### WORK REQUIRED
Please convert the lines below into a JSON list of strings, one string per line, with blank lines skipped and the pictures left out.

(Point annotation records)
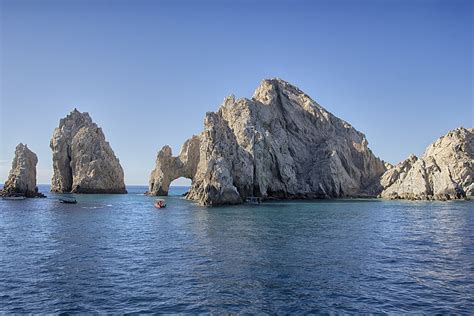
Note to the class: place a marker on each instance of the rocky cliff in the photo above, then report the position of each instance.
(445, 171)
(22, 177)
(83, 161)
(279, 144)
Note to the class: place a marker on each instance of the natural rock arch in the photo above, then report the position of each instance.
(169, 168)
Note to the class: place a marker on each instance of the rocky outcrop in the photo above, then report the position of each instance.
(279, 144)
(83, 161)
(169, 168)
(444, 172)
(22, 178)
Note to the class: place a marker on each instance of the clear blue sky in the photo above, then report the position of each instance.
(147, 71)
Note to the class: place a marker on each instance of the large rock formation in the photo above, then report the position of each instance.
(445, 171)
(83, 161)
(279, 144)
(22, 177)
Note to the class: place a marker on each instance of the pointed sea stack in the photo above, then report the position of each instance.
(22, 177)
(83, 161)
(279, 144)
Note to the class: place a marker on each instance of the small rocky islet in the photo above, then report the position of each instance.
(22, 177)
(280, 144)
(83, 161)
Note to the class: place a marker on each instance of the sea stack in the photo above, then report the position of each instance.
(83, 161)
(444, 172)
(22, 178)
(279, 144)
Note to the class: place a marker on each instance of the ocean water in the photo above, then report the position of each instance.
(118, 254)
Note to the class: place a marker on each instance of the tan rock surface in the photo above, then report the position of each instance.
(279, 144)
(22, 177)
(83, 161)
(444, 172)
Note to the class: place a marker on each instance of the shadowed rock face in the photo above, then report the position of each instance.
(279, 144)
(83, 161)
(444, 172)
(22, 177)
(169, 168)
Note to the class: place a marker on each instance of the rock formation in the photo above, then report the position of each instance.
(22, 177)
(83, 161)
(279, 144)
(444, 172)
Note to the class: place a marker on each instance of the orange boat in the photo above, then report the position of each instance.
(160, 203)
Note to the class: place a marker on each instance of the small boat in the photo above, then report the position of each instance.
(68, 200)
(13, 198)
(253, 200)
(160, 203)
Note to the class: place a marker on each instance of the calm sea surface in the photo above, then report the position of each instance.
(117, 253)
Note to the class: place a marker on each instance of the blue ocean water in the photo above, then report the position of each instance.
(118, 254)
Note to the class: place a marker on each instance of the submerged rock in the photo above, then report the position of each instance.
(444, 172)
(279, 144)
(22, 177)
(83, 161)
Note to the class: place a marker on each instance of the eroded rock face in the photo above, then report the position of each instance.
(169, 168)
(279, 144)
(444, 172)
(83, 161)
(22, 177)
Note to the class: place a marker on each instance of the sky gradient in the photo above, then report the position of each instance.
(147, 71)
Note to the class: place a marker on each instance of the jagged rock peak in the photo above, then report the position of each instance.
(22, 177)
(279, 144)
(83, 161)
(444, 172)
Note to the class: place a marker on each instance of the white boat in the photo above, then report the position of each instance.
(13, 197)
(253, 200)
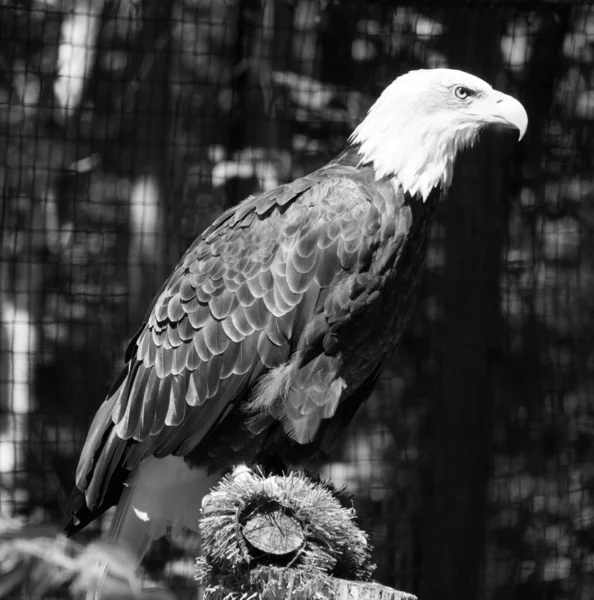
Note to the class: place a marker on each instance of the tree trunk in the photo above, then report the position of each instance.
(461, 420)
(148, 198)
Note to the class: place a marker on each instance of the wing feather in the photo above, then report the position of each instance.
(255, 289)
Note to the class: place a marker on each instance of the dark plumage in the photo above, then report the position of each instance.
(276, 323)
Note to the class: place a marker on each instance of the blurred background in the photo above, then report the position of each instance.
(127, 126)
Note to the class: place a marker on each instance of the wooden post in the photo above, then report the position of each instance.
(273, 583)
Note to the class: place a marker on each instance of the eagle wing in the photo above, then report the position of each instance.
(267, 281)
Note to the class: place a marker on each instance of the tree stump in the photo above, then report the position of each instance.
(284, 538)
(275, 583)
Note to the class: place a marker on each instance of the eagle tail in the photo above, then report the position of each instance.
(130, 527)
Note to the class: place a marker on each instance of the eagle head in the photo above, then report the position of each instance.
(421, 121)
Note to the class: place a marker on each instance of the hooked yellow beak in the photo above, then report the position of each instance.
(501, 109)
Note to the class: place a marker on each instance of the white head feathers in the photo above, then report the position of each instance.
(423, 119)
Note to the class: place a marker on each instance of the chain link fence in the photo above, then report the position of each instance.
(127, 126)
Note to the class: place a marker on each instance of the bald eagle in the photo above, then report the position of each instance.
(275, 325)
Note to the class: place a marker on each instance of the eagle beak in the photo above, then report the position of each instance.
(507, 111)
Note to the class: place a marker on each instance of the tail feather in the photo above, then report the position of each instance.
(131, 528)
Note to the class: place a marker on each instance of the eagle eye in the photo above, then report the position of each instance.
(462, 92)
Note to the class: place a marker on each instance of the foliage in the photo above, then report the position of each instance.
(262, 92)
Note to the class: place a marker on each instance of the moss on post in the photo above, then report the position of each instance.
(291, 538)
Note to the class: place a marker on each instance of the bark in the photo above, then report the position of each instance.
(474, 219)
(148, 199)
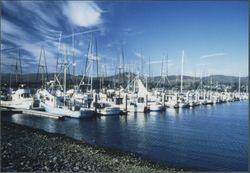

### EXERCISE RESULT
[
  "Note to the class: place a marker on each instance of the rocky cliff in the photo above, then report the position of each instance.",
  "(445, 171)",
  "(22, 177)",
  "(83, 161)",
  "(279, 144)",
  "Note to the class: place a marker on each instance of the natural rock arch in the photo above, then report the position of each instance.",
  "(169, 168)",
  "Note to the class: place a marker on each instance of the rocky outcrop in the photo above, then report the position of each instance.",
  "(279, 144)",
  "(83, 161)",
  "(169, 168)",
  "(444, 172)",
  "(22, 178)",
  "Note to the class: place a marker on each instance of the clear blue sky in the photo above, then report the position of each instance.",
  "(147, 71)",
  "Note to the class: place a marker on each instance of the large rock formation in the photo above, then report the position of each instance.",
  "(445, 171)",
  "(83, 161)",
  "(279, 144)",
  "(22, 177)",
  "Note to the class: place a marker on each instance of the pointed sea stack in the photo above, then report the position of each instance.",
  "(22, 177)",
  "(83, 161)",
  "(279, 144)",
  "Note to the class: place a marker on each instance of the small rocky islet in the photo above, then report the position of each instance.",
  "(22, 177)",
  "(280, 144)",
  "(83, 161)",
  "Note to the class: place a marker on each instance of the sea stack in the photo above, then report the position of each instance.",
  "(83, 161)",
  "(444, 172)",
  "(22, 178)",
  "(279, 144)",
  "Note to the class: place a marker on each instance of the ocean water in the photo above, then report the position of each instance.",
  "(118, 254)",
  "Note to the class: place a marker on each instance of the tan rock surface in the photo above, then report the position of each instance.",
  "(279, 144)",
  "(22, 177)",
  "(83, 161)",
  "(444, 172)",
  "Note to the class: place a marker on each instance of the shadowed rock face in the photo above, then report the position of each instance.",
  "(279, 144)",
  "(83, 161)",
  "(444, 172)",
  "(22, 177)",
  "(169, 168)",
  "Note to the class: place a marker on each instance of the rock formation in the photo above, then report the position of each instance.",
  "(22, 177)",
  "(83, 161)",
  "(279, 144)",
  "(444, 172)",
  "Note to the class: place a marker on each instance of the orange boat in the photo above, then report the position of each instance.",
  "(160, 203)",
  "Note to the class: place a marker on each instance of the small boat in the photo above, then report the position of each instance.",
  "(68, 200)",
  "(13, 198)",
  "(253, 200)",
  "(160, 203)",
  "Note to the class: place a marker on each instance of the calm sea surface in the photo above, then report the position of each instance.",
  "(117, 253)",
  "Note to the class: place a marker on each instance of the blue ocean water in the photo above, then report the position of each instance.",
  "(118, 254)",
  "Note to the class: place a marker on each instance of the submerged rock in the photo above, then report the position of each instance.",
  "(444, 172)",
  "(279, 144)",
  "(22, 177)",
  "(83, 161)",
  "Note to the class: place a marker on each instance of the eroded rock face in the photo above, then report the position of each instance.",
  "(169, 168)",
  "(279, 144)",
  "(444, 172)",
  "(83, 161)",
  "(22, 177)",
  "Note to the class: place a marker on each instance of the sky gradient in the photo above, then report the position of each instance.",
  "(147, 71)",
  "Note to the class: place a marker on each instance of the jagged rock peak in the photo above, then report the position of each instance.",
  "(22, 177)",
  "(279, 144)",
  "(83, 161)",
  "(444, 172)",
  "Note to the class: place a marker on each instance of the white boat in the photo above, then report the position of each instance.",
  "(13, 197)",
  "(253, 200)",
  "Note to the class: place a marker on each instance of the tree trunk in the photo above, then report the position of each instance.",
  "(461, 420)",
  "(148, 198)",
  "Note to the class: place a marker on each instance of the wing feather in the photo above, then report the position of each instance.",
  "(255, 289)",
  "Note to the class: place a marker on each instance of the dark plumage in the photo above, then report the position of each instance.",
  "(276, 323)",
  "Note to the class: place a marker on each instance of the blurred background in the photo above, then report the position of each instance.",
  "(127, 126)",
  "Note to the class: place a marker on each instance of the wooden post in the photo above, then report the position of each instance.",
  "(273, 583)",
  "Note to the class: place a marker on each instance of the eagle wing in the photo above, then report the position of each instance.",
  "(267, 281)",
  "Note to the class: place a marker on each instance of the tree stump in the photo above, then report the position of each instance.",
  "(284, 538)",
  "(275, 583)",
  "Note to the class: place a marker on each instance of the eagle tail in the photo above, then report the position of each instance.",
  "(130, 527)",
  "Note to the class: place a marker on each instance of the eagle head in the photo above, then report the position of each instance.",
  "(421, 121)",
  "Note to the class: place a marker on each instance of the hooked yellow beak in the photo above, then report the position of each instance.",
  "(501, 109)",
  "Note to the class: place a marker on each instance of the white head feathers in the photo above, then report the position of each instance.",
  "(423, 119)",
  "Note to the class: place a marker on each instance of the chain link fence in the photo above, then report the position of each instance.",
  "(127, 126)",
  "Note to the class: place a marker on each instance of the bald eagle in the photo above, then report the position of each instance.",
  "(275, 325)",
  "Note to the class: place a marker on each instance of the eagle beak in the photo above, then report the position of each instance.",
  "(507, 111)",
  "Note to the class: place a marker on each instance of the tail feather in the photo above, then report the position of each instance.",
  "(131, 528)",
  "Note to the class: place a marker on each instance of the eagle eye in the photo above, then report the position of each instance.",
  "(462, 92)",
  "Note to the class: place a marker on each instance of the foliage in the photo above, then report the position of each instance.",
  "(262, 92)",
  "Note to the class: place a marker on each instance of the moss on post in the photo above, then report the position of each instance.",
  "(291, 538)",
  "Note to the class: place a marker on each instance of the bark in the photo above, then report the position of each instance.",
  "(474, 219)",
  "(148, 199)"
]